Task directions: Write the data below out again in full, exactly as shown.

Material for this task: Begin

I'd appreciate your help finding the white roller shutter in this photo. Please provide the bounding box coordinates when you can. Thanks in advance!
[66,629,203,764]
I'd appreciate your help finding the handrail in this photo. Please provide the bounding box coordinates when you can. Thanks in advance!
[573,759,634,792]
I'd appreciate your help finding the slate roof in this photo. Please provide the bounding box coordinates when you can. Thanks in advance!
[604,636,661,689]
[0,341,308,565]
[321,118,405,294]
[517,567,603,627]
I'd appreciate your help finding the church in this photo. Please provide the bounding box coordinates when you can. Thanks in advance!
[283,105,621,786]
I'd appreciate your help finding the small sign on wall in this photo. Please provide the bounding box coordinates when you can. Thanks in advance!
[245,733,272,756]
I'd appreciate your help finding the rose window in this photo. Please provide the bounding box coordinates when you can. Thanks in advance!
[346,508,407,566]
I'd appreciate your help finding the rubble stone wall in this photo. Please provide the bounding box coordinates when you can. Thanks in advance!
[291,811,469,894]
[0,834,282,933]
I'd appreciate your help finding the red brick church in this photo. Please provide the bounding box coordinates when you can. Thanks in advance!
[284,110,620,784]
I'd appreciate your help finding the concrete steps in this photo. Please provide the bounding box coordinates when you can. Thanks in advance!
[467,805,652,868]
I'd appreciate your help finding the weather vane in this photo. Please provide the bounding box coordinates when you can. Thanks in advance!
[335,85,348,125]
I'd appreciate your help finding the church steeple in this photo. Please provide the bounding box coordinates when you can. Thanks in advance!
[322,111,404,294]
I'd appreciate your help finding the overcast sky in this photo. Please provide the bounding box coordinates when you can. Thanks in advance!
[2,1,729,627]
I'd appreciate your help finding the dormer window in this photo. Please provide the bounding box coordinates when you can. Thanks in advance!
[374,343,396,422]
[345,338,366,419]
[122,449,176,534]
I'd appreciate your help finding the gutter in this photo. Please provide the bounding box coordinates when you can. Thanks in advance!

Material for this task: End

Solution:
I'd appreciate your help finding the white roller shutter in this photo. Please provide the bounding box coordinates when you can. Thanks in advance!
[66,629,203,764]
I'd appreciate your help finding the handrail in this photo. Please provide the bounding box coordinates when you can. Thanks in advance!
[573,759,634,792]
I'd appreciate your help finding the slate roof in this photo. Please provide the bounding box coordinates when you can. Thanks in advance!
[604,636,661,689]
[0,341,308,565]
[321,118,405,294]
[517,567,603,627]
I'd appreciate your help finding the church in this photo. Please provide the bounding box coordinates when you can. Thanks in advance!
[283,105,621,786]
I'd appreciate your help finding the small sign on wall in this photo. Please provide the bounding box coordinates when you can. Thanks in advance!
[245,733,272,756]
I'd appreciate your help finding the rose window in this photo. Please provide the bounding box coordinates when you can. Thanks in advance!
[346,508,407,566]
I'd appreciate your help finding the rubble stone wall in this photo. Please provide the bounding box coordinates when you can. Thanks in advance!
[291,811,469,894]
[0,834,282,933]
I'd appreciate your help finding the red brick church in this photo. Please provide the bounding box coordinates when you can. Thanks in advance!
[284,110,620,784]
I'd appreciate your help finding the concrete steps in this photo. Please provide the bounding box coordinates when you can. Thanks in advance!
[467,805,652,868]
I'd appreciate your help finding the weather vane in this photo. Please provide the bounding box coordinates when you can. Thanks in advance!
[335,85,348,125]
I'd appreciate your help finding the church steeple in this photo. Please provide the bounding box coordinates when you can. Thanks in advance!
[322,111,404,294]
I'd appreciate your help finding the overcast sky in this photo. Please provide the bounding box coordinates when you can. Thanks in advance!
[2,1,729,627]
I'd appreciate your help finding the dormer window in this photo. Please provide the bounding box coordinates when you can. Thanks in advance!
[374,343,396,422]
[345,338,366,419]
[122,449,176,534]
I'd appreciate your help finding the gutter in this photo. Please provide the bounding box coordinates when you can. Thanks in advance!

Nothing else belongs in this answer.